:: EXTRAIT À LIRE ::
──────────
Pendant un mois, on fait un focus sur la plus belle ville du monde après Sochaux et Carquefou, l’éternelle Marseille. Comme notre monde ne se satisfait plus de vivre dans le présent (quel ennui, vous me direz), on a décidé – avec l’équipe du Bon Air festival – de pousser un peu les potards dans le futur avec la scène musicale électronique phocéenne. Médias, institutionnels, artistes, programmateurs et activistes, ils ont bien voulu jouer le jeu de notre questionnaire prospectif sur la thématique : la musique à Marseille en 2050. Nouvel épisode avec Julie Raineri & Metaphore Collectif.

Si l’histoire, le théâtre et les métiers de l’éducation forment les premiers chemins de traverse de Julie Raineri, il semble que la destinée n’ait pas entièrement arrêté ses idées à son endroit. Vous nous direz, tant mieux pour la culture, et c’est pas dit que les trois premières disciplines soient finalement tant éloignées que cela de la teuf.
──────────
:: DONNÉES AFFICHÉES ::
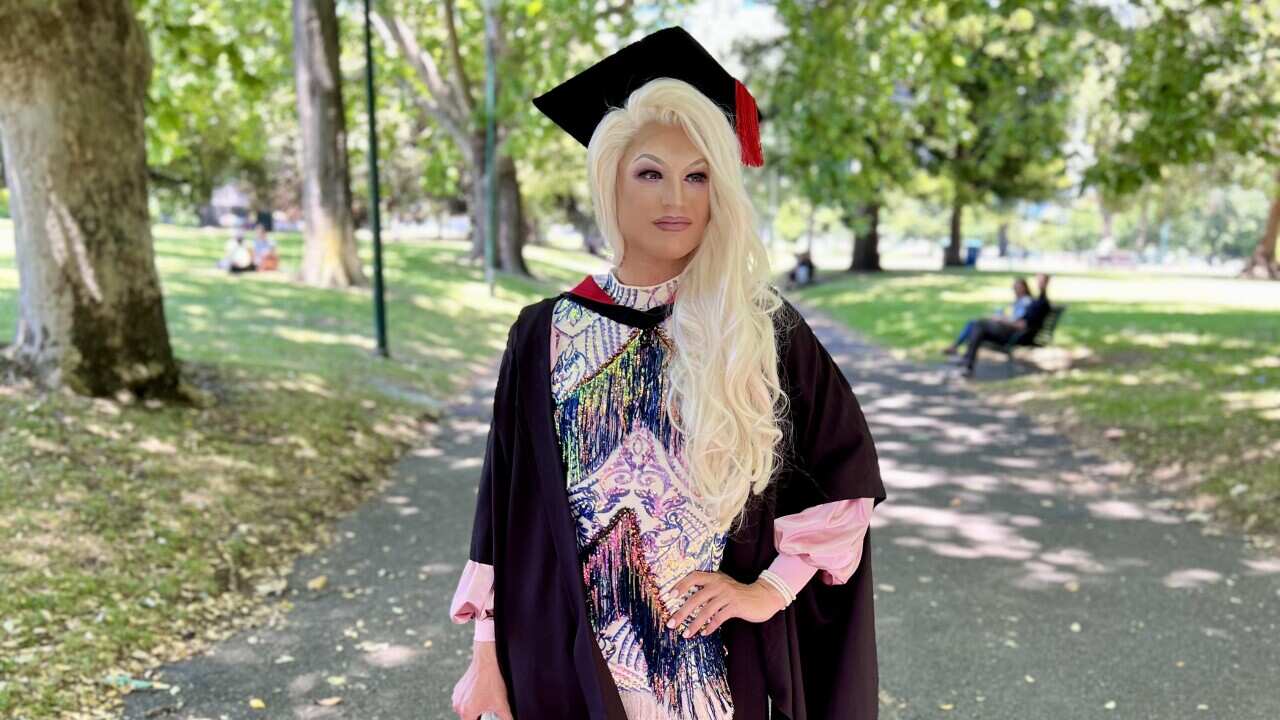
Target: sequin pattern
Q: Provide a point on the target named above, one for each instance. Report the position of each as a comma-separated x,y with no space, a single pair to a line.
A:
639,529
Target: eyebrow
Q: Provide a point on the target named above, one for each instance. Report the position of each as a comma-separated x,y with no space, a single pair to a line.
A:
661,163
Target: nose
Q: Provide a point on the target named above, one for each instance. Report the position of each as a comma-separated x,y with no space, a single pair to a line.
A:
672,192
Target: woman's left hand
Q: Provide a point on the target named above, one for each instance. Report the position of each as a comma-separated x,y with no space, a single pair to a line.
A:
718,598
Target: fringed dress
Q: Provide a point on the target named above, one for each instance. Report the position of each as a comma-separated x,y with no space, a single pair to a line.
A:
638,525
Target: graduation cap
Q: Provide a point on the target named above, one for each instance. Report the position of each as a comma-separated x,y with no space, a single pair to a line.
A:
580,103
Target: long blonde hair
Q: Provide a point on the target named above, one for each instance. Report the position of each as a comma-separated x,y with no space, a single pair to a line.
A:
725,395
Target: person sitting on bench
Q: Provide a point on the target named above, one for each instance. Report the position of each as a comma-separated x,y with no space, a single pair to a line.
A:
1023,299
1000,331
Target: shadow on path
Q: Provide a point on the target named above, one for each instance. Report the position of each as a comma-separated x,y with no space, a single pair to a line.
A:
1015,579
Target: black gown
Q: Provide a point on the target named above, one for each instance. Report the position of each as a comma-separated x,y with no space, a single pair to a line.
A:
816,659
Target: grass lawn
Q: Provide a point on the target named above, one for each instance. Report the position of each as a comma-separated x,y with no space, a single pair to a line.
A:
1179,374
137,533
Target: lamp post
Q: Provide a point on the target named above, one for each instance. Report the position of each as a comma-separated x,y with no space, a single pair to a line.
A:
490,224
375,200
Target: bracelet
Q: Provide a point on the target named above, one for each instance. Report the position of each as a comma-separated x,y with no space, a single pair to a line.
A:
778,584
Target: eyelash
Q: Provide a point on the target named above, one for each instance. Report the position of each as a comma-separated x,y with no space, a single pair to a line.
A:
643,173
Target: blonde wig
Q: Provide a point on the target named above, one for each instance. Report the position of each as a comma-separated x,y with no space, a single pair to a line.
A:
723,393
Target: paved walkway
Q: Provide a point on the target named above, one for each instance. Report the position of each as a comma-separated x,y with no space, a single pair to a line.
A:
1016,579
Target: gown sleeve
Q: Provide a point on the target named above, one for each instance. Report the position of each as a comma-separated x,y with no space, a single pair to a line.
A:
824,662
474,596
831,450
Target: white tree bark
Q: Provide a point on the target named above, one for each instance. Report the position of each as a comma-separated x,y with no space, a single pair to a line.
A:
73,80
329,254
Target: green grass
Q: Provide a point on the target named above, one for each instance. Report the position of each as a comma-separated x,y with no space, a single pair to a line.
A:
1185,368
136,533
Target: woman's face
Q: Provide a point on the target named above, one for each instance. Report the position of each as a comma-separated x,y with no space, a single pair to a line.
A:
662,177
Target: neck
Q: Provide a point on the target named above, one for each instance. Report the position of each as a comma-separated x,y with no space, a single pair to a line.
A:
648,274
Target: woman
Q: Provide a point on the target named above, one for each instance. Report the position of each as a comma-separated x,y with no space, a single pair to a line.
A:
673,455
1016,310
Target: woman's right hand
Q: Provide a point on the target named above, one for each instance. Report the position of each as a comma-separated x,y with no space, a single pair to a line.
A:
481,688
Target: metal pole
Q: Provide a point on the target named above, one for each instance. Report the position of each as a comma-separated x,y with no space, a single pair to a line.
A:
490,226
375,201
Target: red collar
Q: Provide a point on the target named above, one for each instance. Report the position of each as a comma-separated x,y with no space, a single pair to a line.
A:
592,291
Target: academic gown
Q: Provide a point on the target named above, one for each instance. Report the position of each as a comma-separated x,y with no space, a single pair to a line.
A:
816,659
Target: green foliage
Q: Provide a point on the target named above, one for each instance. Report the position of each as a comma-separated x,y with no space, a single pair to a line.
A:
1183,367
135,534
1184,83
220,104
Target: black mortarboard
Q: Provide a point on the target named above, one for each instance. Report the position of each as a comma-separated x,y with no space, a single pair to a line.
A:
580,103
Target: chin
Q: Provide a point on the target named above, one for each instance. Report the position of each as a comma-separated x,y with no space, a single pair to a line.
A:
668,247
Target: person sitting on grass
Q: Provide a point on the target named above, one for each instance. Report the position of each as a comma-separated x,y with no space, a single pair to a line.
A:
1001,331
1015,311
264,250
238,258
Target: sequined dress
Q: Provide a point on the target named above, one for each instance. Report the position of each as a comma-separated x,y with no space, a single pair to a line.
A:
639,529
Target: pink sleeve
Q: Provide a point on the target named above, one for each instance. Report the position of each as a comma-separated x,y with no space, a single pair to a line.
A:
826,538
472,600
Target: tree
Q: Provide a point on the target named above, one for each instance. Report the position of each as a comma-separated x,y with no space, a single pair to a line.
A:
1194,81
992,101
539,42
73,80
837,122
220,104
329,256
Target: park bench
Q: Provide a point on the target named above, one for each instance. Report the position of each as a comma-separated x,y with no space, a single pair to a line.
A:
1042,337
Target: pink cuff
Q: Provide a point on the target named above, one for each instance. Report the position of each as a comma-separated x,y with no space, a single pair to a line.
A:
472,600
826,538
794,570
──────────
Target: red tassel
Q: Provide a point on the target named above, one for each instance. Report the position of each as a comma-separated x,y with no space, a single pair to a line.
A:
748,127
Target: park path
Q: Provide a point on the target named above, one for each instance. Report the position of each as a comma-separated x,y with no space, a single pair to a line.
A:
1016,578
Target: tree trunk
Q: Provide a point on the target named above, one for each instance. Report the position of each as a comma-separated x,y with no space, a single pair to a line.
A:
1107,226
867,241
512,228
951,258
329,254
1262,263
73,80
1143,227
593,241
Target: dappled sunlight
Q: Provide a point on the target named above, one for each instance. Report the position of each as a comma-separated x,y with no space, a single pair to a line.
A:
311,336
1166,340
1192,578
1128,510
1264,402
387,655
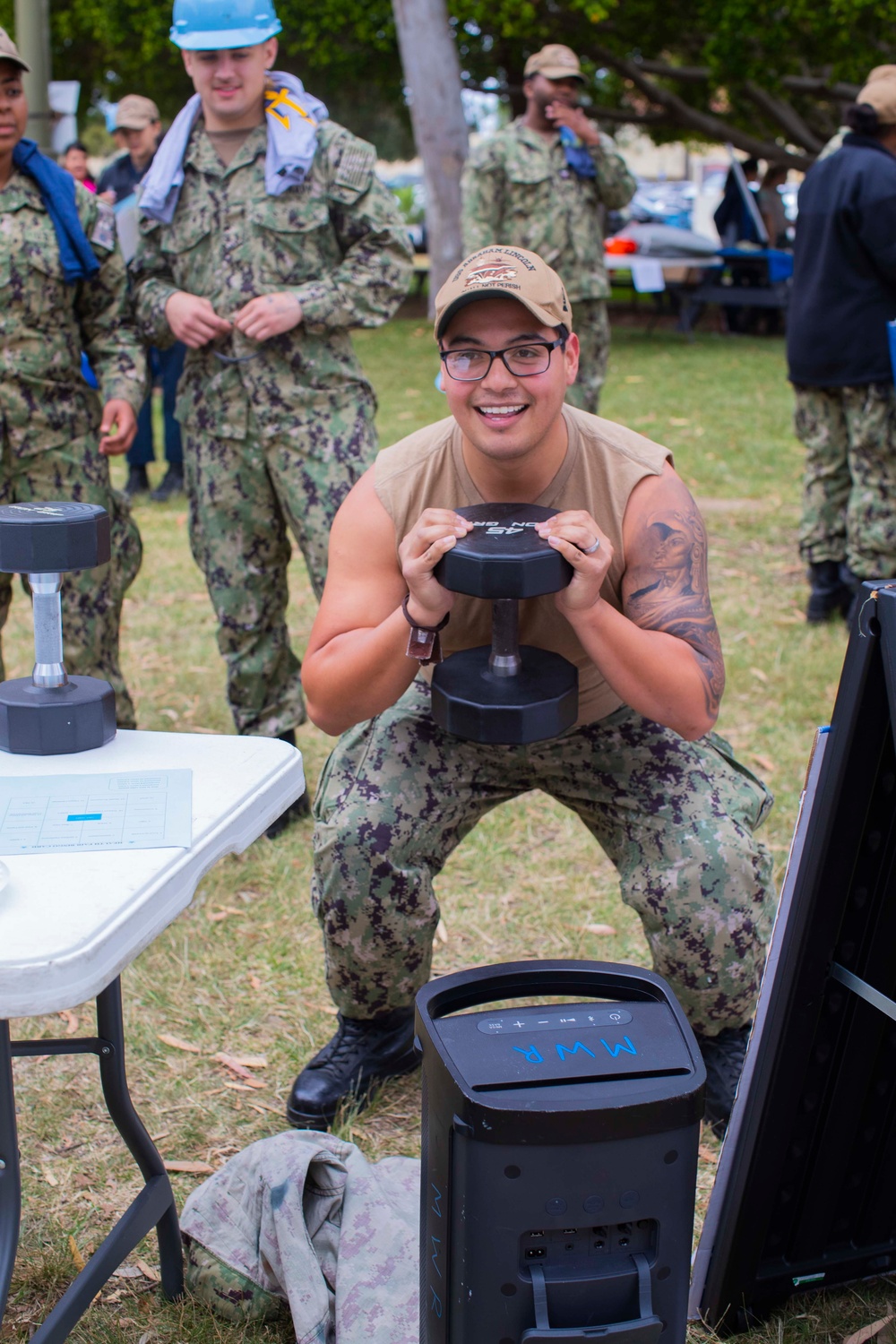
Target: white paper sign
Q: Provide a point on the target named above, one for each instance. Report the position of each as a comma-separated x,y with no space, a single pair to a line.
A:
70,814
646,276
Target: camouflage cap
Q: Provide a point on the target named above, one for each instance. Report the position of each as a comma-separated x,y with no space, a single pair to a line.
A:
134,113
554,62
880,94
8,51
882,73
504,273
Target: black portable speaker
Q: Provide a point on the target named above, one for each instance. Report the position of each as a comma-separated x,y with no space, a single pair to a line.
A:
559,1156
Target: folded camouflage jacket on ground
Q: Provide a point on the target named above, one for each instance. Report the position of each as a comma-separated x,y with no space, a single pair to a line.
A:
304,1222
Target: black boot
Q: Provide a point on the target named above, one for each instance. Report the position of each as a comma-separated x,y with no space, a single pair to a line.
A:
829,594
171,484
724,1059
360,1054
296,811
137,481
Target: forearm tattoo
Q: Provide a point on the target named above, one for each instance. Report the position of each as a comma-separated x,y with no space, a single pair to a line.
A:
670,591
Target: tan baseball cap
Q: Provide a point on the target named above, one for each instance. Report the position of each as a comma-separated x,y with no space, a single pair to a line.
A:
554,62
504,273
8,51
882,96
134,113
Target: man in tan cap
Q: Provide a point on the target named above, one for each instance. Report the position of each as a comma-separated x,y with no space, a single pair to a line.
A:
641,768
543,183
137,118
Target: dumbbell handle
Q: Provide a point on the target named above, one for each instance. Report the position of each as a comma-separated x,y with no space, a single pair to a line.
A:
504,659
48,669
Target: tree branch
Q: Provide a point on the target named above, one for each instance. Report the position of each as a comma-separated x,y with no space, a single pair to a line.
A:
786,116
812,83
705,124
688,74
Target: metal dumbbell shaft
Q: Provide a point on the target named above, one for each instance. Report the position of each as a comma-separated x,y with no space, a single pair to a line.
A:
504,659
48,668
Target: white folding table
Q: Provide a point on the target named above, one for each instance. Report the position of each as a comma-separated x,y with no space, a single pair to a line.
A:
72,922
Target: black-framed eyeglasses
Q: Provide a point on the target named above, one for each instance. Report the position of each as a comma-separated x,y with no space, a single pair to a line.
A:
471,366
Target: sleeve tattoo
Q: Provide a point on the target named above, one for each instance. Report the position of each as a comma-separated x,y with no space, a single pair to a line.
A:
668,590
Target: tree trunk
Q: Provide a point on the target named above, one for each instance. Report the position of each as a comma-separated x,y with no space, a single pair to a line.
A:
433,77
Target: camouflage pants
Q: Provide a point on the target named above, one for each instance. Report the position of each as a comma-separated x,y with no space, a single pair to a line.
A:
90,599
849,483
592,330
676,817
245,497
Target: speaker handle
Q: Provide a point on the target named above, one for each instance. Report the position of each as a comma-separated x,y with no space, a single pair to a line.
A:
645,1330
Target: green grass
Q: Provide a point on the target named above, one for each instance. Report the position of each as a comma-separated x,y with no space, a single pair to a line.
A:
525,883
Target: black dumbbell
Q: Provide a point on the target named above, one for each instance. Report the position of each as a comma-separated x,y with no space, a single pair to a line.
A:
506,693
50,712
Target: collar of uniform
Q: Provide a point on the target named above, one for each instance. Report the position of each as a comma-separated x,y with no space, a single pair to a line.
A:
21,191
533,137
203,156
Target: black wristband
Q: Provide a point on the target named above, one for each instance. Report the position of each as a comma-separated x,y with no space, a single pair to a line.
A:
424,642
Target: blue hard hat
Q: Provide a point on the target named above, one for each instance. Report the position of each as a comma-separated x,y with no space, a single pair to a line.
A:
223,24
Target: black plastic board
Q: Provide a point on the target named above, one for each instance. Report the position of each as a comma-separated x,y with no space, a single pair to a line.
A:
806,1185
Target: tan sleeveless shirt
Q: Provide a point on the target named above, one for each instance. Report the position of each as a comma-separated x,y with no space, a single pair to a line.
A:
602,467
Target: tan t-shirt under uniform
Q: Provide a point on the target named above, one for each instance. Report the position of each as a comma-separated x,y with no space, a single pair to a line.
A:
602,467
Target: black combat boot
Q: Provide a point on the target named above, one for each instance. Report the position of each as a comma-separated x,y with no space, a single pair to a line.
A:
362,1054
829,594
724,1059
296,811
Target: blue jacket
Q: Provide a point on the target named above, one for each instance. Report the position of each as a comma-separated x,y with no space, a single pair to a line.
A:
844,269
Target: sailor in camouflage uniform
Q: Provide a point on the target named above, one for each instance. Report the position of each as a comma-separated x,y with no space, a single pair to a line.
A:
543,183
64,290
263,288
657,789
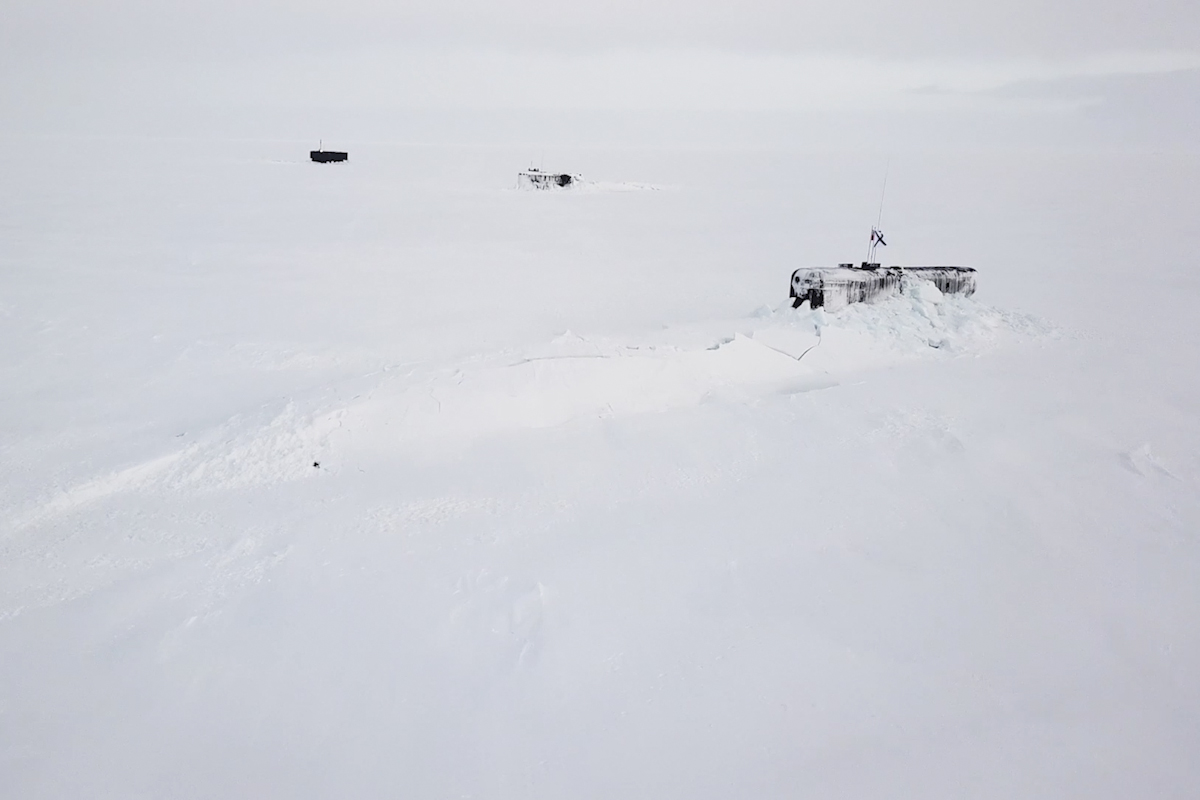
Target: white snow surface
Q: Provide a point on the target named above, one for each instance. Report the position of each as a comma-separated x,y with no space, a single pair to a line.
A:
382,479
──────────
:: LISTE DES CONSIGNES ::
A – Relevez dans les données chaque ligne qui contient le mot « bench », en respectant les majuscules et les minuscules.
B – Poursuivez l'extrait sur la musique à Marseille en partant de sa dernière phrase.

:: RÉPONSES SUCCESSIVES ::
A –
Target: person sitting on bench
Target: park bench

B –
Tombée dans les musiques électroniques comme dans une marmite d’éternité, Julie s’y implique sérieusement en 2012 par la promotion, l’accompagnement et le management de ses amis, les artistes de Metaphore Collectif ainsi que de son local associatif, le Meta. On doit entre autres à l’activiste de la fête militante un engagement hors pair concernant la structuration d’une scène marseillaise brouillonne, qui galère alors à se fluidifier. Passée de la comm à l’admin en passant par les relations presse, elle prend naturellement le lead du crew en 2015. Ce souffle de feu qui anime le collectif, on le lui doit en partie. Avec Julie, le discours de Metaphore devient radical. Politique et musique se mêlent sans cesse dans une micro-société ouverte sur le monde et les différences, intraitable avec les inégalités et les rapports de domination.

Metaphore, c’est aussi une histoire de Marseille, du béton armé, de la galère et du besoin d’exutoire, de la déglingue à bas prix, du son qui claque. C’est la musique avant la teuf, le refus de la tutelle des clubs dans le monde de la nuit. Julie et ses amis proposent de donner à l’être humain une autre valeur que celle qu’on lui impose partout ailleurs : du bétail entendant les cloches de la consommation de foin. Ou de vodka Redbull. La déglingue comme seule excuse aux comportements débiles, régressifs et agressifs ? Bof, en fait.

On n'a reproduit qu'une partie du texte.